### Records of pointing at named objects
_____

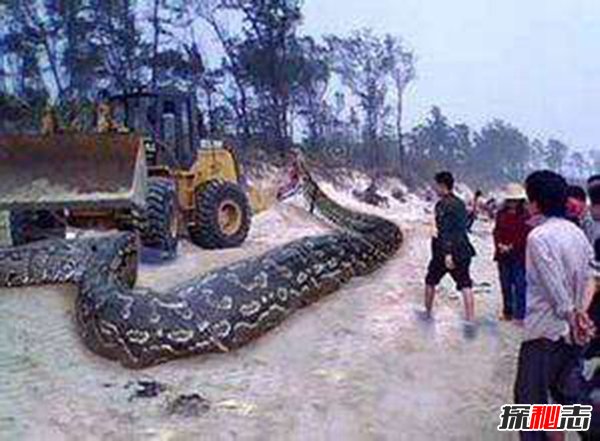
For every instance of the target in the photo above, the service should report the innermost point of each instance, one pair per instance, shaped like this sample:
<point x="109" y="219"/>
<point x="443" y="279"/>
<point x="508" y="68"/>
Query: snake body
<point x="215" y="312"/>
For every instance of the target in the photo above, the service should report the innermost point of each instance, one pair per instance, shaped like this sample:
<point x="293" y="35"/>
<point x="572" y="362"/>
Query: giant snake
<point x="216" y="312"/>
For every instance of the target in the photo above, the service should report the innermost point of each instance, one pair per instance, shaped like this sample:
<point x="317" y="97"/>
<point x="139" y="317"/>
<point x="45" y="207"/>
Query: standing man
<point x="556" y="325"/>
<point x="451" y="250"/>
<point x="510" y="240"/>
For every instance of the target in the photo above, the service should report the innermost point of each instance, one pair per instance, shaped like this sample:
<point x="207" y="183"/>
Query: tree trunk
<point x="155" y="42"/>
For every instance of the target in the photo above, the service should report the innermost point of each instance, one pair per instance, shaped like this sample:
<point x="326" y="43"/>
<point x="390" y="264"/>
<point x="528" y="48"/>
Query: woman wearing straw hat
<point x="510" y="240"/>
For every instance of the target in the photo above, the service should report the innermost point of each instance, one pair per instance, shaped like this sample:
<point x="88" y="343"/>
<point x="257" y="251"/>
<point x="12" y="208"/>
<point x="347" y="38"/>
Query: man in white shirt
<point x="556" y="324"/>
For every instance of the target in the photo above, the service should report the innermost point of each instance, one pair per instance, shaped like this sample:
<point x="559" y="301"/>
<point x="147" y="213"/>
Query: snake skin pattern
<point x="215" y="312"/>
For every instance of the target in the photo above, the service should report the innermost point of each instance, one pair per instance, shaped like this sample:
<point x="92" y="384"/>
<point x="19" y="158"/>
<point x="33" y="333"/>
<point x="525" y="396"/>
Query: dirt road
<point x="359" y="365"/>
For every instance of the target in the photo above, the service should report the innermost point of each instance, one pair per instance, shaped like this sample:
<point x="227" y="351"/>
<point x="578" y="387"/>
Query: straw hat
<point x="514" y="191"/>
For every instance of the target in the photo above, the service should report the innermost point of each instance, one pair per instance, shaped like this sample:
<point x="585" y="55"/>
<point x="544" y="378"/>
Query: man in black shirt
<point x="451" y="250"/>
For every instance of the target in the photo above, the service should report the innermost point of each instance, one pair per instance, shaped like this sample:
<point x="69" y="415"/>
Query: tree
<point x="402" y="72"/>
<point x="501" y="153"/>
<point x="363" y="63"/>
<point x="309" y="93"/>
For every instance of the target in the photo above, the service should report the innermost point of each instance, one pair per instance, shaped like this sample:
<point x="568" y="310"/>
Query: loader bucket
<point x="72" y="171"/>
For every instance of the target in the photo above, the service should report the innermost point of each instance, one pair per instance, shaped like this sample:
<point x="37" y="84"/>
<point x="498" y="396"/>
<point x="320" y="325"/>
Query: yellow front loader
<point x="148" y="170"/>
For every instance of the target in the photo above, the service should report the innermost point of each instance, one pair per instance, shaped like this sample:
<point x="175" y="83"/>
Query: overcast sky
<point x="535" y="63"/>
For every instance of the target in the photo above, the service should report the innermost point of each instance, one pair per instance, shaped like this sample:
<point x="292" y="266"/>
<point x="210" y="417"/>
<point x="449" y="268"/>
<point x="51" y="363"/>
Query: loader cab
<point x="170" y="120"/>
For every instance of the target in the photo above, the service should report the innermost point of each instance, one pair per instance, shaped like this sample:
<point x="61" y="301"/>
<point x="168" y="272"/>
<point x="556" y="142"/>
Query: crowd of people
<point x="547" y="248"/>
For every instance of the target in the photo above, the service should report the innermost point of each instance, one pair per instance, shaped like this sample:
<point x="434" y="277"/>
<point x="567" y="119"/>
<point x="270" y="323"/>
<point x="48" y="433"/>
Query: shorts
<point x="461" y="273"/>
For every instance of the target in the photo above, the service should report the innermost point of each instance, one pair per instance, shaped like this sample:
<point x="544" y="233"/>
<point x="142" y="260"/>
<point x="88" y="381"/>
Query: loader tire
<point x="29" y="226"/>
<point x="222" y="217"/>
<point x="159" y="223"/>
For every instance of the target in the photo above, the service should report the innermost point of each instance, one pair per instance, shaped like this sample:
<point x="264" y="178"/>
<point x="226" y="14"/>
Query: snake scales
<point x="215" y="312"/>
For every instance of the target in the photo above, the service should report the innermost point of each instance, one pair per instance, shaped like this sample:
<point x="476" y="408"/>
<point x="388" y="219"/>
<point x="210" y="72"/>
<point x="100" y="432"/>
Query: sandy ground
<point x="359" y="365"/>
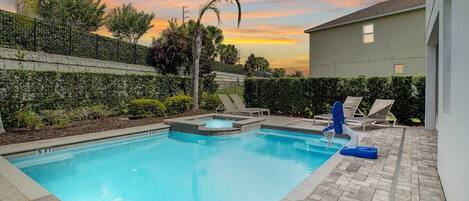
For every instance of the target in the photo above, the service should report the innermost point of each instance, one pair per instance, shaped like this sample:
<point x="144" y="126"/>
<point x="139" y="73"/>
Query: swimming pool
<point x="259" y="165"/>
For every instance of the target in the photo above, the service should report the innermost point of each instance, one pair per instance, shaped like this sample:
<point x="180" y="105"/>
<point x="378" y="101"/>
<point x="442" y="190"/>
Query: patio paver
<point x="400" y="173"/>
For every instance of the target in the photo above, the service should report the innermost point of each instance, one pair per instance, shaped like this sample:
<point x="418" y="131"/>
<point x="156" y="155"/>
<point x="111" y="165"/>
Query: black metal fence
<point x="25" y="33"/>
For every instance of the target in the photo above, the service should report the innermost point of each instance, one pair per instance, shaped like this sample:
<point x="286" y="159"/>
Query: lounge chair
<point x="230" y="108"/>
<point x="350" y="110"/>
<point x="242" y="107"/>
<point x="379" y="113"/>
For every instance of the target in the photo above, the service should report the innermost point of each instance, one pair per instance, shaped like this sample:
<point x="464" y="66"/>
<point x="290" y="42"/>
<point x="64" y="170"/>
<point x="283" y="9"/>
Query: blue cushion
<point x="361" y="152"/>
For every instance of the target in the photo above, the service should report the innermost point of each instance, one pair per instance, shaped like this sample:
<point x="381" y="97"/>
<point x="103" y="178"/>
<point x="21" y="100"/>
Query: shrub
<point x="99" y="112"/>
<point x="307" y="97"/>
<point x="146" y="108"/>
<point x="178" y="104"/>
<point x="91" y="112"/>
<point x="210" y="102"/>
<point x="56" y="118"/>
<point x="57" y="39"/>
<point x="69" y="90"/>
<point x="29" y="119"/>
<point x="79" y="114"/>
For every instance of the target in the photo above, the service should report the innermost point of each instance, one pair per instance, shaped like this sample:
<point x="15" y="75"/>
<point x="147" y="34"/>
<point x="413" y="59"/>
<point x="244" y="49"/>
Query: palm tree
<point x="197" y="44"/>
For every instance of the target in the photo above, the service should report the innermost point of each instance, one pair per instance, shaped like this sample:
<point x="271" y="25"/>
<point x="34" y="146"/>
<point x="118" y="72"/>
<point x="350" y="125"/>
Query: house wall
<point x="399" y="39"/>
<point x="449" y="74"/>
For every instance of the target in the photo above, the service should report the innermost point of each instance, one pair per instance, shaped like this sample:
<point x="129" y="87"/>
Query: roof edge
<point x="314" y="29"/>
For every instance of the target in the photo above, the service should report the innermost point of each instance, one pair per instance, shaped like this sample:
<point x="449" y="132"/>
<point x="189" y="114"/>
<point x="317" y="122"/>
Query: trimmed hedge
<point x="178" y="104"/>
<point x="141" y="108"/>
<point x="307" y="97"/>
<point x="35" y="91"/>
<point x="24" y="33"/>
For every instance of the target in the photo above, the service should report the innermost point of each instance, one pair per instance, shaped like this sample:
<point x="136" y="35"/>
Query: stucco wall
<point x="399" y="39"/>
<point x="39" y="61"/>
<point x="450" y="20"/>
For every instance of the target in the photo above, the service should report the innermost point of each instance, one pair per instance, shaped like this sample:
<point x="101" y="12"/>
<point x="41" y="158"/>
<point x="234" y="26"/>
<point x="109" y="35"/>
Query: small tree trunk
<point x="2" y="130"/>
<point x="196" y="53"/>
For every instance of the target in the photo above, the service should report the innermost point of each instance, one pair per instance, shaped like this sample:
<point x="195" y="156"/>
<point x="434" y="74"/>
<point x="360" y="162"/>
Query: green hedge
<point x="307" y="97"/>
<point x="36" y="91"/>
<point x="24" y="33"/>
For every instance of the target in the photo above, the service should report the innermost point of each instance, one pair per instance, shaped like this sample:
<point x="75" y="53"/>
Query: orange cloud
<point x="262" y="30"/>
<point x="263" y="41"/>
<point x="348" y="3"/>
<point x="265" y="14"/>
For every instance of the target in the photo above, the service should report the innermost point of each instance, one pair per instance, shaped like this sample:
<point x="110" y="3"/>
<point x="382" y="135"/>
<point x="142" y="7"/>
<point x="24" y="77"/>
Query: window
<point x="368" y="33"/>
<point x="399" y="68"/>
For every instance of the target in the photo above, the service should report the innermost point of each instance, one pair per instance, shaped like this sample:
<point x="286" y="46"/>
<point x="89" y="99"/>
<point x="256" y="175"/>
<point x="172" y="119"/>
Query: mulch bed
<point x="13" y="136"/>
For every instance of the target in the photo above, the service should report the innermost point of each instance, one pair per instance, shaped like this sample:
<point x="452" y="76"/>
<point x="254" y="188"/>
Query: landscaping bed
<point x="13" y="136"/>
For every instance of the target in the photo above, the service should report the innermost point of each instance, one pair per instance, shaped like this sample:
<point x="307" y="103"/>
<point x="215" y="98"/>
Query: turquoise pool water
<point x="262" y="165"/>
<point x="217" y="123"/>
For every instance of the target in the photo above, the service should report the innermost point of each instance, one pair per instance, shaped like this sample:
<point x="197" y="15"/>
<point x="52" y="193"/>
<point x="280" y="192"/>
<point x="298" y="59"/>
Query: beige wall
<point x="399" y="39"/>
<point x="447" y="94"/>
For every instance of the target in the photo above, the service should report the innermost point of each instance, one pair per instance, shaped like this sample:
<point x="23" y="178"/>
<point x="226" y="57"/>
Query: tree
<point x="262" y="64"/>
<point x="171" y="53"/>
<point x="197" y="44"/>
<point x="297" y="74"/>
<point x="126" y="23"/>
<point x="28" y="8"/>
<point x="85" y="15"/>
<point x="228" y="54"/>
<point x="279" y="72"/>
<point x="250" y="65"/>
<point x="254" y="63"/>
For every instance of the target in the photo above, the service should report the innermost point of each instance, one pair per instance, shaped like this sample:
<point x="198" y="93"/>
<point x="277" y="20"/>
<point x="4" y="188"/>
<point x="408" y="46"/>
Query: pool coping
<point x="190" y="124"/>
<point x="306" y="187"/>
<point x="33" y="191"/>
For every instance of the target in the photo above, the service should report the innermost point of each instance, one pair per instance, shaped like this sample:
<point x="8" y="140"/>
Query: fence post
<point x="2" y="130"/>
<point x="34" y="35"/>
<point x="97" y="47"/>
<point x="70" y="40"/>
<point x="135" y="53"/>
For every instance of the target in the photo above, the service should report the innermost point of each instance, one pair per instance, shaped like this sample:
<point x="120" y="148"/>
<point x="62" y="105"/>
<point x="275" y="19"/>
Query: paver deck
<point x="405" y="170"/>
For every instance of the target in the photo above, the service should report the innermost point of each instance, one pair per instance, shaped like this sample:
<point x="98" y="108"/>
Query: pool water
<point x="218" y="123"/>
<point x="262" y="165"/>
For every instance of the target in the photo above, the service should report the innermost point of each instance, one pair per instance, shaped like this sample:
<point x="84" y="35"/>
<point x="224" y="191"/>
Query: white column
<point x="430" y="91"/>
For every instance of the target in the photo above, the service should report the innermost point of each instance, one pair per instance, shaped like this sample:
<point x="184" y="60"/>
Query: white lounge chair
<point x="241" y="106"/>
<point x="379" y="113"/>
<point x="351" y="109"/>
<point x="230" y="108"/>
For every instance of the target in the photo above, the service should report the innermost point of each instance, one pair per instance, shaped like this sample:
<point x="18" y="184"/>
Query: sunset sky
<point x="270" y="28"/>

_____

### BRIEF
How many of the lines above contain the string "chair", matching case exactly? Reply with the number alone.

### RESPONSE
2